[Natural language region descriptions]

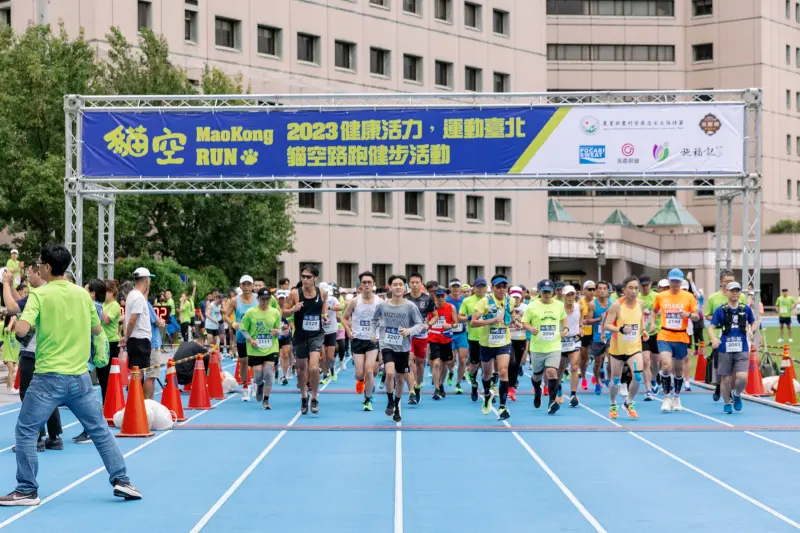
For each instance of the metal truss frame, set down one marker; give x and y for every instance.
(728, 189)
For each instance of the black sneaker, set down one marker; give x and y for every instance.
(83, 438)
(19, 499)
(54, 444)
(124, 489)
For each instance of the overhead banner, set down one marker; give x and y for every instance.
(654, 139)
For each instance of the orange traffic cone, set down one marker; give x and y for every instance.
(215, 377)
(171, 397)
(700, 369)
(134, 423)
(785, 393)
(115, 399)
(198, 399)
(755, 382)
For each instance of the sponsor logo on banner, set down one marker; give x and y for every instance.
(661, 152)
(710, 124)
(592, 155)
(589, 125)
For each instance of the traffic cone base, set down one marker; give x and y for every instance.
(134, 423)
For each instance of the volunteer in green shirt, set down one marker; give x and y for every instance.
(473, 333)
(261, 327)
(546, 320)
(785, 304)
(494, 315)
(65, 320)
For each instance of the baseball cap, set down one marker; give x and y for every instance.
(676, 274)
(142, 272)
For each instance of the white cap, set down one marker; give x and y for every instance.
(142, 272)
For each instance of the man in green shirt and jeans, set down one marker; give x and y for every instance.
(65, 319)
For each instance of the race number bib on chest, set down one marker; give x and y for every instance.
(311, 322)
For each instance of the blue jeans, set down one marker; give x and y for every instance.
(47, 392)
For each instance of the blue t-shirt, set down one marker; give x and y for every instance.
(732, 342)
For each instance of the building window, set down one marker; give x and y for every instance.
(381, 271)
(473, 79)
(345, 201)
(412, 6)
(412, 68)
(226, 33)
(143, 14)
(443, 10)
(415, 269)
(310, 200)
(414, 204)
(502, 82)
(347, 274)
(474, 272)
(379, 62)
(444, 273)
(702, 8)
(269, 41)
(381, 203)
(345, 55)
(502, 209)
(472, 15)
(703, 52)
(474, 207)
(500, 23)
(444, 74)
(610, 52)
(190, 26)
(308, 48)
(445, 205)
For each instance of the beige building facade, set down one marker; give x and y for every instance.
(456, 46)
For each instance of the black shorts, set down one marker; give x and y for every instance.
(257, 360)
(441, 351)
(139, 353)
(361, 346)
(330, 339)
(474, 352)
(400, 360)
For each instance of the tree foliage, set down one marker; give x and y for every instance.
(236, 233)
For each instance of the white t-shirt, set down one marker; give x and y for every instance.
(136, 303)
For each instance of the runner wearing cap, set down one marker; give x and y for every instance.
(460, 340)
(546, 319)
(238, 307)
(625, 320)
(675, 309)
(495, 341)
(570, 345)
(465, 313)
(736, 321)
(589, 289)
(261, 327)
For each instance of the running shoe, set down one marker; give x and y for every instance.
(737, 400)
(631, 409)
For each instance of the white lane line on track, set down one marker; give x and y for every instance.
(703, 473)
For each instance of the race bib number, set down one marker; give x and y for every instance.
(264, 342)
(547, 333)
(633, 334)
(392, 337)
(497, 336)
(733, 344)
(674, 321)
(311, 323)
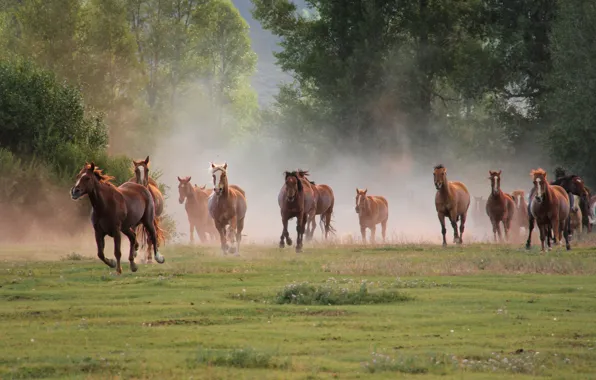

Task item: Extract all the data above exactly, excluding every picture.

Solution for this task:
For each instance of the metal truss frame, set down one marker; give x and y for every instance.
(728, 189)
For each instance of the black sneaker, set down one marker; give x and y for every instance.
(83, 438)
(19, 499)
(54, 444)
(124, 489)
For each instance of the overhead banner, set down one marker; give x and y for every instance.
(654, 139)
For each instance of the orange traffic cone, set down one marker; give x and y for every instance.
(215, 377)
(171, 397)
(700, 369)
(134, 423)
(785, 393)
(115, 399)
(198, 399)
(755, 382)
For each instance of the sponsor logo on banner, set down one marker; give x and y for every instance.
(661, 152)
(710, 124)
(592, 155)
(589, 125)
For each instance of the traffic cone base, set down one marker; give x and y for every instance.
(134, 423)
For each instance of the volunteer in green shirt, set down one marker; give x and y for every instance.
(473, 333)
(261, 327)
(546, 320)
(785, 304)
(494, 315)
(65, 320)
For each instance of the baseball cap, set down one marker; give x and y for every instance.
(676, 274)
(142, 272)
For each instance of the white cap, set down one marker; give x and y for every instance.
(142, 272)
For each instance of the man in green shirt and jeans, set down one marker; give x and y for every instance.
(65, 319)
For each instance of the race number bib on chest, set down one marker; give x and y for every instance.
(311, 322)
For each instance of the blue jeans, set down one marker; give x and y for every instance.
(47, 392)
For each instance of the blue t-shirt, set down one marker; give x and y for every instance.
(732, 342)
For each instance of the building window, set down one marker; give x and y for every instance.
(381, 271)
(473, 79)
(345, 201)
(412, 6)
(412, 68)
(226, 33)
(143, 14)
(443, 10)
(415, 269)
(310, 200)
(414, 204)
(502, 82)
(347, 274)
(474, 272)
(379, 62)
(444, 273)
(702, 8)
(269, 41)
(381, 203)
(345, 55)
(502, 209)
(472, 15)
(703, 52)
(474, 207)
(500, 23)
(444, 74)
(610, 52)
(190, 26)
(308, 48)
(445, 205)
For each instance of the beige building facade, set down one marker; give x and y for every instance.
(456, 46)
For each instance of the black shorts, set down one marker; give x and y for every instance.
(257, 360)
(441, 351)
(139, 353)
(361, 346)
(330, 339)
(474, 352)
(400, 360)
For each instance of the tree foliage, set down one marker; give x and y for every instance.
(236, 233)
For each instance of the white t-shirt, set down one marker; give x and y for every instance.
(136, 303)
For each instance of the runner wearing cap, set down one marker; give x and y for every instance.
(460, 340)
(546, 319)
(238, 307)
(625, 320)
(675, 309)
(495, 341)
(570, 345)
(465, 313)
(736, 321)
(589, 289)
(261, 327)
For each instance of the running shoe, set down one marker; give x and y for every instance.
(737, 400)
(631, 409)
For each instance of the white lane line on track, set down one marker; give x and y for every instance.
(703, 473)
For each instance of the race bib number, set down one marker; give x and y for every instance.
(264, 342)
(547, 333)
(633, 334)
(392, 337)
(497, 336)
(733, 344)
(674, 321)
(311, 323)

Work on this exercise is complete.